> **CONSIGNE**: Reprenez, s'il vous plaît, l'extrait sur la dette publique et les plans de rigueur, puis poursuivez-le après sa dernière phrase.

##### EXTRAIT DU TEXTE

Mais les spéculateurs n’en ont sans doute pas fini avec ce qu’ils surnomment«the garlic belt» (les mangeurs d’ail). Les Portugais, les Espagnols, les Italiens… Les Français ? Les plans de rigueur tombent les uns après les autres sur des opinions publiques abasourdies. Chez nous, la baisse de 10% des dépenses de l’Etat sur trois ans et la suppression de quelques niches fiscales, rendues publiques dans l’indifférence quasi générale, s’annoncent comme les prémices d’un tour de vis plus important. Quant à la réforme des retraites, les débats sur l’âge de départ sont devenus surréalistes. «Comment exiger des Grecs qu’ils travaillent jusqu’à 65 ans et s’arc-bouter sur nos 60 ans ?», s’interroge Jean-Marc Daniel.
Et si le marché avait finalement raison ? S’il venait nous rappeler que nous ne pouvons continuer à vivre avec des déficits abyssaux et des dettes publiques colossales ? Bref, vivre à crédit ? C’est la thèse de Flore Vasseur, qui a publié en février Comment j’ai liquidé le siècle(3), un livre quasi prémonitoire sur la crise, et qui prédit aujourd’hui une «crise sociale grave».
Jacques Attali aussi joue les Cassandre dans un essai publié cette semaine(4) . Sa thèse : jamais la dette publique des pays occidentaux n’a été aussi élevée et «jamais les dangers qu’elle fait peser sur la démocratie n’ont été aussi graves».

##########
##### DONNÉES FOURNIES

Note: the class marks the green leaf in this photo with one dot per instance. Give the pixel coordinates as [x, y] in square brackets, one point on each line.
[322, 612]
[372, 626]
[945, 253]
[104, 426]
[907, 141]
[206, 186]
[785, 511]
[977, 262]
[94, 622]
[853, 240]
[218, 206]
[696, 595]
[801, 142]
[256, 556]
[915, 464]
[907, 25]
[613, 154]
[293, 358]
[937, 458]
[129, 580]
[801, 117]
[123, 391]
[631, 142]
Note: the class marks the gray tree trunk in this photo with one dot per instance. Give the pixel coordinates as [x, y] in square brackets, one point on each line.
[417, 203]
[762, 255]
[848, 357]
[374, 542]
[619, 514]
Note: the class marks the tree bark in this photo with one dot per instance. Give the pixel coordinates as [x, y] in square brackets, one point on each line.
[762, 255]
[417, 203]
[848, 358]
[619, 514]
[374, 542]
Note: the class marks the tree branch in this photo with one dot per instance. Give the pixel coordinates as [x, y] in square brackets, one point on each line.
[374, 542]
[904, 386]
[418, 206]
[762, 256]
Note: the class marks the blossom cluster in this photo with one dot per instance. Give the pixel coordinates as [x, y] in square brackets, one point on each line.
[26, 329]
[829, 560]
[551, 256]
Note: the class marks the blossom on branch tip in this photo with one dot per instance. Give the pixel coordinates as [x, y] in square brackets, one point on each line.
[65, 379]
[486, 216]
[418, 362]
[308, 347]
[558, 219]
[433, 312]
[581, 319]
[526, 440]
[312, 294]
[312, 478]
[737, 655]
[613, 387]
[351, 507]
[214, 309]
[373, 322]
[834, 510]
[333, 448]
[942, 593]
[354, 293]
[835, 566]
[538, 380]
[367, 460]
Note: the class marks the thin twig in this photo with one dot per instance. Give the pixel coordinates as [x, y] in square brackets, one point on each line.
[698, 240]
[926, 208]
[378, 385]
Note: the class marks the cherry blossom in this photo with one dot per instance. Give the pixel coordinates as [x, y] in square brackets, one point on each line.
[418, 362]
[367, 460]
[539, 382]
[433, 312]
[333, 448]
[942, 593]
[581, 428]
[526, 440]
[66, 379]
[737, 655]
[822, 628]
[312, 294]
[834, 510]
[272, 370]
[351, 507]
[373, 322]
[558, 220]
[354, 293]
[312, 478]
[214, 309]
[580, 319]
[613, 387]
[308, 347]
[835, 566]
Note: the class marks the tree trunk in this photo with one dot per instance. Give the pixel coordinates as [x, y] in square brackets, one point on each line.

##########

> **RÉPONSE RÉDIGÉE**:
D’autres veulent croire que les événements de ces derniers mois serviront d’alerte. «Cette crise, c’est l’infarctus de la cinquantaine, pense Michel Cicurel, président de la Compagnie financière Edmond de Rothschild, celui qui ne tue pas, mais qui nous rappelle qu’il faut changer nos habitudes. Sinon, celui de la soixantaine sera fatal.»
(1) George Soros publie le 3 juin, chez Denoël, le texte de cette tribune en préambule du livre Quelques leçons tirées de la crise, recueil de cinq conférences prononcées à l’automne 2009.
(2) Il a fondé GaveKal, société de services financiers basée à Hongkong, et publie ses chroniques notament dans le Journal des finances. (3) Editions des Equateurs, 315 p., 19 ü. (4) «Tous ruinés dans dix ans ? Dette publique : la dernière chance», Fayard. 240p., 15,90 ü. (Le Figaro-Mag.20.05.2010.)